Task requirements: Return the data in full, exactly as it was written.

※

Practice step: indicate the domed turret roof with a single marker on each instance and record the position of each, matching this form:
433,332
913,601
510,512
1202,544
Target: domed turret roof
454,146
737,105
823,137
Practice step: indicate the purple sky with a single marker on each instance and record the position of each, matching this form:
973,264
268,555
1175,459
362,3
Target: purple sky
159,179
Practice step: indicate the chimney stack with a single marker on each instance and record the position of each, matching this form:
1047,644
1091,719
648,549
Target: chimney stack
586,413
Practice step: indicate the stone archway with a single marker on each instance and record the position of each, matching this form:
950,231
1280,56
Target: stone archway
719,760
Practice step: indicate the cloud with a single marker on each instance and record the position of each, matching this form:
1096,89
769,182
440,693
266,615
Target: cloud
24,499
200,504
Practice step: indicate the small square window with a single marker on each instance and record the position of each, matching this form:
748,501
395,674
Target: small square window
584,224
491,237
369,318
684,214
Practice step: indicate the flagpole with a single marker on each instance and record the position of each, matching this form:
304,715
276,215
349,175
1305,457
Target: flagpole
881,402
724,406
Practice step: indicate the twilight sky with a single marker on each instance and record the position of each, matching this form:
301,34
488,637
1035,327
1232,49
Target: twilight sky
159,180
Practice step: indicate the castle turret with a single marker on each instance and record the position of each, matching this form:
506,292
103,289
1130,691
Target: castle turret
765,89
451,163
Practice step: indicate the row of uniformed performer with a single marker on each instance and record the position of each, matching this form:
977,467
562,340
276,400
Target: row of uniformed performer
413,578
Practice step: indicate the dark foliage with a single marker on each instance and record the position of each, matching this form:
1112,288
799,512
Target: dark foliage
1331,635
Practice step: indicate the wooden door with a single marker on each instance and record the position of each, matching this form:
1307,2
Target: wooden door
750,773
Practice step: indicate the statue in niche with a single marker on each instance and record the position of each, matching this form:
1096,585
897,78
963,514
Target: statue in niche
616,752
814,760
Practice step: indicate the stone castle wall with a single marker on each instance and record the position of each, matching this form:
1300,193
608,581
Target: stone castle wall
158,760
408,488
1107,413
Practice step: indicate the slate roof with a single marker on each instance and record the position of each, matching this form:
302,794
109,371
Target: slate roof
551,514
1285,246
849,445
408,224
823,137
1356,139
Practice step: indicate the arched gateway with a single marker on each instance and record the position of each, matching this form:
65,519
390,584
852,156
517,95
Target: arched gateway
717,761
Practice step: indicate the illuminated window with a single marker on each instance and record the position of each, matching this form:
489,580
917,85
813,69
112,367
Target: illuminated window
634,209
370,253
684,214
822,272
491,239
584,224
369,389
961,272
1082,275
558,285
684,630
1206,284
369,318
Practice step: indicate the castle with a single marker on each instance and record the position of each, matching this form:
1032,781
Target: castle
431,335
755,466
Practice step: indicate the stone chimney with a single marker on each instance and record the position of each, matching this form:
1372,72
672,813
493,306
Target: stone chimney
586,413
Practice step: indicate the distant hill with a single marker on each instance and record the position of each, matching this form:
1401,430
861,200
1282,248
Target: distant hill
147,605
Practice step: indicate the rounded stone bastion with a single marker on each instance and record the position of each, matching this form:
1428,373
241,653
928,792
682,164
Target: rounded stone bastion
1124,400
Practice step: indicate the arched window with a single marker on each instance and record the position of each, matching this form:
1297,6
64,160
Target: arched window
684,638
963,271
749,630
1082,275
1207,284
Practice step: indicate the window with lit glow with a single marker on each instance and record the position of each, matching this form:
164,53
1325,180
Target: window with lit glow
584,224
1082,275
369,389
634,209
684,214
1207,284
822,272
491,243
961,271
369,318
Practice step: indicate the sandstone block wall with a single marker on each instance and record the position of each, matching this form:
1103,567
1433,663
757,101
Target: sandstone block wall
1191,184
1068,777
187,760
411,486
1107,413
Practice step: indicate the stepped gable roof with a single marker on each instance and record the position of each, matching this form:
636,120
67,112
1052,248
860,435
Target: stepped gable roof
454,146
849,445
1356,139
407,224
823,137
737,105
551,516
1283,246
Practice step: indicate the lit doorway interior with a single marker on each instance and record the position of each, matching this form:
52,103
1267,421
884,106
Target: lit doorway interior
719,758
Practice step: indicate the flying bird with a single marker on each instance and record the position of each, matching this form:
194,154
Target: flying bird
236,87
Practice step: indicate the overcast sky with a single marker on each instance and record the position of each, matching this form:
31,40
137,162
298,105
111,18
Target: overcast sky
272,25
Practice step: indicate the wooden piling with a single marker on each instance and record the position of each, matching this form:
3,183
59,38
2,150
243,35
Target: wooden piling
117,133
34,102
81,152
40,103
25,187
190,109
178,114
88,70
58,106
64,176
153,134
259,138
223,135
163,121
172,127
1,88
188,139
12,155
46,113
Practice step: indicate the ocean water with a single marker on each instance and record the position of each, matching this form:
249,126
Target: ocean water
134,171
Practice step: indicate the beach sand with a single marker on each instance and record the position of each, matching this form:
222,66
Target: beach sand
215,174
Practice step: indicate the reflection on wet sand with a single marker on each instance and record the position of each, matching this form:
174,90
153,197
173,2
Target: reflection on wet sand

※

Result of this task:
Practice step: indicate the domed turret roof with a single marker on each instance and record the position of each, matching this form:
433,332
913,601
510,512
1202,544
Target: domed turret roof
454,146
737,105
823,137
Practice step: indicate the purple sky with a single marker on each instance and record the position of each, matching this form:
973,264
268,555
1175,459
362,3
Target: purple sky
159,179
Practice step: indicate the chimney stack with a single marker on each instance and record the position of each, matching this form:
1047,644
1091,719
648,549
Target: chimney stack
586,413
Practice step: indicate the stone archway with a single marker on each instance and record the position of each, matching this form:
950,231
1280,56
Target: stone archway
719,760
Practice step: indicate the cloud with a single marker on each instance and record the position of each, matching this form:
1096,89
769,182
440,693
266,615
Target: cloud
24,499
200,504
Practice step: indicate the small square window with a single marker on each instance and record the position of each, matching this form:
748,501
395,674
Target: small square window
584,224
491,237
369,318
684,214
Practice step: indicate the flagpole with a single marker on each instance and record the position of each, matching this form:
304,715
276,215
349,175
1305,457
Target: flagpole
881,402
724,406
Practice step: indicate the twilight sky with a single marker on each instance and record the position of each, matching this form:
301,34
488,637
1035,327
1232,49
Target: twilight sky
159,180
Practice step: indicate the castle turret with a single marker on each instance and record the position of each, matching this form:
506,292
103,289
1130,691
Target: castle turret
765,89
451,163
Practice step: indicate the row of uniformed performer with a single marker on each instance and record the position of each, matching this form:
977,467
562,340
276,400
Target: row of uniformed performer
413,578
Practice step: indicate the dark foliage with a single marker on each instance and record the position of each, matching this form:
1112,288
799,512
Target: dark foliage
1331,635
Practice step: indicate the wooden door with a single marker on each instance and record the position of each, matching this form:
1307,2
Target: wooden door
750,773
Practice step: indicate the statue in niche with a single marker on each instance and record the position of each, matching this form:
1096,585
897,78
963,514
Target: statue in niche
616,752
814,760
Practice step: indicate the stone castle wall with a single marker on each instance and record the position of each, matching this form:
1300,193
608,581
Target: stone castle wall
158,760
408,488
1107,413
Practice step: indicate the slate roof with a single marker on each instance and record the position of each, matching this form:
302,794
109,371
Target: slate roof
551,514
1285,246
849,445
408,224
823,137
1356,139
Practice step: indicate the arched gateway with a single marker on each instance and record the position of each, matching this form:
65,519
390,584
852,156
517,95
Target: arched gateway
717,761
Practice step: indicate the illuminated window with a single marker on each instance and record the position of each, matching this form:
489,580
917,85
813,69
112,367
Target: illuminated window
634,209
370,253
684,214
822,272
491,239
584,224
369,389
961,272
1082,275
558,285
684,630
1206,284
369,318
Practice step: indicate the castle with a single marker on each instance and record the position of each, matching this form:
1032,781
Target: castle
431,335
755,466
Practice step: indicate the stone chimney with a single marker on each instance and record the position of each, matching this form:
1372,72
672,813
493,306
Target: stone chimney
586,413
Practice step: indicate the distant hill with a single marker on each instance and record the position of each, matching this form:
1401,430
861,200
1282,248
Target: distant hill
147,605
Practice step: indicate the rounded stone bastion with a single marker on each instance and record the position of each, matching this form:
1428,373
241,653
928,792
682,164
Target: rounded stone bastion
1124,400
Practice step: indicate the arched window with a single marker on each instance and record the position of each, matching this form:
1297,6
64,160
Target: arched window
684,638
963,271
749,630
1082,275
1207,284
Practice step: indicate the window with lit glow with a single marker on each instance and record the position of each, matching this form:
164,53
1325,180
Target: window with lit glow
584,224
1082,275
369,389
634,209
684,214
1207,284
822,272
491,243
961,271
369,318
Practice step: indicate the sandstone block wall with a single marker on each instance and record the position of each, matching this form:
1103,567
1433,663
757,101
Target: sandstone block wall
1191,184
1068,777
187,760
411,486
1107,413
Practice step: indicate the stepped gable roof with a single marker on each instance and record the position of each, matching this form:
636,120
67,112
1052,248
860,435
Target: stepped gable roof
454,146
849,445
1356,139
407,224
823,137
737,105
551,516
1283,246
Practice step: indicate the lit doorway interior with a single marker on each instance and record the position of each, matching this form:
52,103
1267,421
884,106
Target: lit doorway interior
719,758
Practice step: indicate the flying bird with a single marker on each instance and record the position of each, matching this form:
194,154
Target: flying bird
236,87
Practice step: indicate the overcast sky with a single marker on each instance and record the position of each, matching this form:
31,40
137,162
298,105
111,18
Target: overcast sky
272,25
Practice step: indicate the wooden piling with a single marker on each instance and record the position of each, matching this form:
3,183
59,38
2,150
243,35
Target: wooden piling
117,133
34,102
81,152
40,103
25,187
190,109
178,114
88,70
58,106
64,176
153,134
259,138
223,135
163,121
172,127
1,88
188,139
12,155
46,113
Practice step: indicate the ocean water with a single marker on each instance and record the position of each, matching this form:
249,126
Target: ocean water
134,171
Practice step: indicate the beach sand with a single marker on each instance and record the position of each, matching this form:
222,66
Target: beach sand
215,174
Practice step: indicate the reflection on wet sand with a single marker on each instance and record the position of each, matching this form:
174,90
153,197
173,2
Target: reflection on wet sand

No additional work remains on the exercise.